#### [PASSAGE TO READ]
================================

Radiation is Your Friend

The Associated Press reported this morning on the value of new radiation detectors the federal government is purchasing.

The monitors now in use can detect the presence of radiation, but they cannot distinguish between threatening and nonthreatening material.

Radioactive material can be found naturally in ceramics and kitty litter, but would be of no use in making a bomb, for instance.

That’s not really as comforting as I imagine they wanted it to be.

Zip Lines Are the New Zipcars

A couple years ago, I went with a friend to Wildcat Mountain in New Hampshire, which offers visitors the unusual opportunity to leap from a mountaintop, suspended from a zip line, soar through thin air (and in my case, a stiff breeze) down the mountain, and then bounce off a tension spring at the bottom.  Staff at the time said everyone reaching the bottom laughs aloud upon hitting that spring, and we were no exception.

I notice, however, that the residents of Los Pinos, Columbia aren’t laughing when they invoke a similar zip line suspended 1,200 feet over a river as part of their daily commute.

(via Kottke)

Hulu Desktop

The only thing that could possibly make Hulu better has just arrived: Hulu Desktop!  (Yes, it comes in Mac.)

================================

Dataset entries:

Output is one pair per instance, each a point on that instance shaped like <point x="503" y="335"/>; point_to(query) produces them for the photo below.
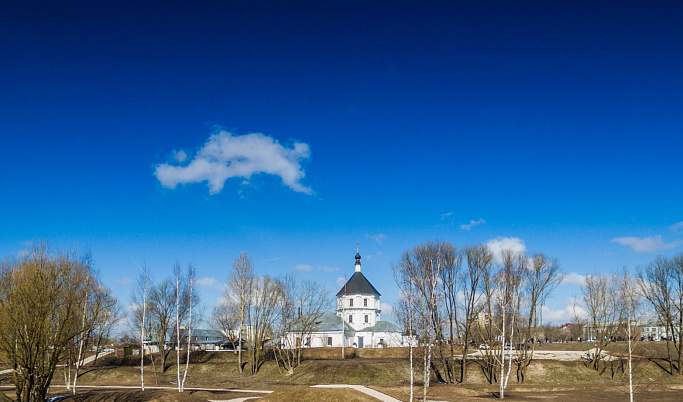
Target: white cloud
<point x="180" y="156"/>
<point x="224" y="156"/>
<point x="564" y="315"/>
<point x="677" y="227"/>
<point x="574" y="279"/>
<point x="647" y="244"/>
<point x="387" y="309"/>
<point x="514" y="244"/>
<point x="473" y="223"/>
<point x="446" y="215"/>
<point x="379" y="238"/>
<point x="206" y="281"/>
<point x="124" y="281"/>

================================

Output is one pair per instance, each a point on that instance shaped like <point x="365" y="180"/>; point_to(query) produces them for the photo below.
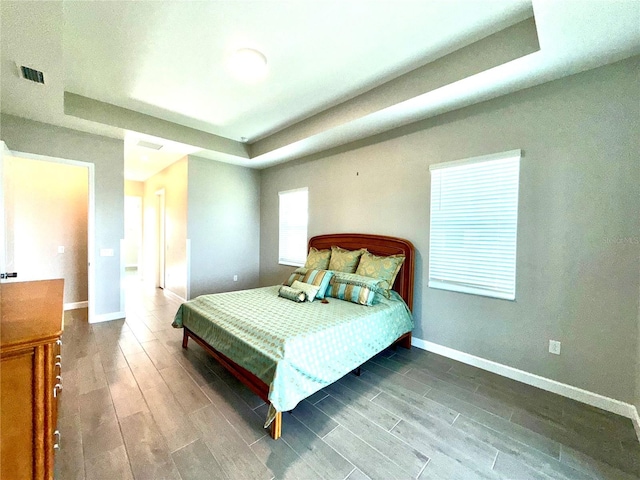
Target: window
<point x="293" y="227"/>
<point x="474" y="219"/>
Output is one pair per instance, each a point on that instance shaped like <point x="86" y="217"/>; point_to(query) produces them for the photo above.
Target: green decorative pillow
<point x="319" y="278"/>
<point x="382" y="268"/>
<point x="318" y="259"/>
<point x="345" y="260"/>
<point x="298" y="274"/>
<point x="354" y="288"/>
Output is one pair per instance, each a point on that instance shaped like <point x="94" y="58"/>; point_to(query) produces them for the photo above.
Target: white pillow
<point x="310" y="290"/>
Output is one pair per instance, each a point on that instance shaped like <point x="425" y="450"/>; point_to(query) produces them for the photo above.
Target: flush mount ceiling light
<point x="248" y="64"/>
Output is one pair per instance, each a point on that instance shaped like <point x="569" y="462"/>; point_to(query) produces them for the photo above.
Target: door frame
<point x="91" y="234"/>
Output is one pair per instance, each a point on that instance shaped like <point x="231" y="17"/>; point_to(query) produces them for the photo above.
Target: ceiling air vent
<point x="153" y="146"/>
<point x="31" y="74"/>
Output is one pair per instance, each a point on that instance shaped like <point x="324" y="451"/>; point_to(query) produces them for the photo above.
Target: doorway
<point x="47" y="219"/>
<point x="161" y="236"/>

================================

#### [USING THE INFORMATION]
A – From the blog posts, reproduce word for word the part that begins with "I notice, however, that" and ends with "their daily commute.".
B – According to the blog posts, how high above the river is the zip line used by the residents of Los Pinos?
C – List the titles of all the posts in the blog posts.

#### [ANSWER LIST]
A –
I notice, however, that the residents of Los Pinos, Columbia aren’t laughing when they invoke a similar zip line suspended 1,200 feet over a river as part of their daily commute.

B – 1,200 feet

C –
Radiation is Your Friend
Zip Lines Are the New Zipcars
Hulu Desktop